— WHAT TO DO —
a) In the passage on learnable modality tokens, what speedup does LeMeViT achieve in remote sensing tasks?
b) Please list every cited work in the passage on learnable modality tokens, giving the authors and date as shown.
c) Proceed with the passage on learnable modality tokens, picking up after its final sentence.

Object re-identification (Magic Tokens (Zhang et al., 15 Mar 2024)): Dynamic selection via spatial-frequency modules yields more discriminative representations for RGB, NIR, and TIR, boosting mAP and Rank-1 metrics.
Encoder-free multimodal models (BREEN (Li et al., 16 Mar 2025)): Learnable queries, distilled from CLIP, reduce data requirements by $\sim1\%$ , and match or improve upon state-of-the-art benchmarks such as MMMU and MMStar.

A plausible implication is that learnable modality tokens facilitate state-of-the-art performance even with significantly reduced training data and parameter counts, provided strong supervision and architectural hardware-awareness.

5. Robustness, Efficiency, and Handling Missing Modalities

Recent advances focus on robustness to missing or imbalanced modalities via improved dropout and fusion strategies.

Modality dropout with learnable tokens (Gu et al., 22 Sep 2025) replaces zero matrices with trainable $E_c$ and $E_t$ tokens, allowing the fusion module to adaptively represent “missingness.” This leads to improved AUROC and probability estimation in disease detection, even when only a single modality is present.
Contrastive losses align unimodal and fused modal representations, further mitigating modality imbalance and enhancing generalization, essential for clinical and real-world settings.
In LeMeViT (Jiang et al., 16 May 2024), learnable meta tokens produce sparse, information-rich summaries, achieving a $1.7\times$ speedup in remote sensing tasks while maintaining competitive accuracy.
In continuous speech modeling (Yuan et al., 6 Dec 2024), replacing discrete tokens with flow-matched continuous tokens avoids quantization loss, resulting in lower WER and improved multi-modality learning robustness.

[Stored data entries]
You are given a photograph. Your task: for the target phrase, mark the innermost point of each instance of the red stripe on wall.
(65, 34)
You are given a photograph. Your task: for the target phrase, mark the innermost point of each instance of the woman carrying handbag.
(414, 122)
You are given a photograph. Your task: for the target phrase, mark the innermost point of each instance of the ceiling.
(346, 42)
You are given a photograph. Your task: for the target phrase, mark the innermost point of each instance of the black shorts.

...

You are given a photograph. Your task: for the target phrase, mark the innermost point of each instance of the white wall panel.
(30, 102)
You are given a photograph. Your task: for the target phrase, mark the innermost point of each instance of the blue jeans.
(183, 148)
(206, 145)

— ANSWERS BELOW —
a) A 1.7× speedup, while maintaining competitive accuracy.

b)
Zhang et al., 15 Mar 2024
Li et al., 16 Mar 2025
Gu et al., 22 Sep 2025
Jiang et al., 16 May 2024
Yuan et al., 6 Dec 2024

c)
The trend toward trainable modality tokens suggests highly scalable, resource-efficient, and robust multimodal architectures suitable for deployment in incomplete or challenging information environments.

Modality tokens also serve as mediators for cross-modal alignment, improving reasoning by enforcing structural and semantic coherence.

Directed token placement and order reconstruction tasks (Truong et al., 19 Aug 2025) enhance the model’s ability to use both visual and textual context for reconstructing shuffled image/text order, measured via permutation accuracy and attention scores.
ImageBind-LLM (Han et al., 2023) employs a learnable bind network with zero-initialized gating to inject visual, audio, and 3D point cloud features into LLM layers, leveraging a unified embedding space for instruction following across modalities.
Multimodal prompt tuning with optimal transport (Wang et al., 2023) employs hierarchical transportation problems to align multi-mode token sets, achieving improved few-shot accuracy and generalization.

A plausible implication is that explicit structural supervision (e.g., reconstruction tasks, contrastive alignment) in conjunction with modality tokens is critical for building models with strong cross-modal reasoning and reduced hallucination.

7. Future Directions and Scalability Considerations

Research in learnable modality tokens points toward several future directions:

Exploring deeper fusion (e.g., via multiple MM blocks as in DeepMLF (Georgiou et al., 15 Apr 2025)) and dedicated multimodal token capacity as a driver of improved performance.
Leveraging knowledge distillation from strong pretrained vision models (e.g., CLIP supervision in BREEN (Li et al., 16 Mar 2025)) to enable parameter- and data-efficient multimodal learning.
Scaling to larger model and data regimes and extending token design to non-discrete, continuous representations (Flow-Omni (Yuan et al., 6 Dec 2024)) or recursive discrete semantics (DDT tokens (Pan et al., 20 Apr 2025)).
Developing robust mechanisms (e.g., modality dropout with adaptive tokens (Gu et al., 22 Sep 2025)) for practical use in heterogeneous and missing-data environments.

These developments indicate that learnable modality tokens are foundational for controllable, interpretable, and scalable multimodal learning—serving operational, biomedical, and creative AI systems where precise cross-modal fusion, efficiency, and adaptability are paramount.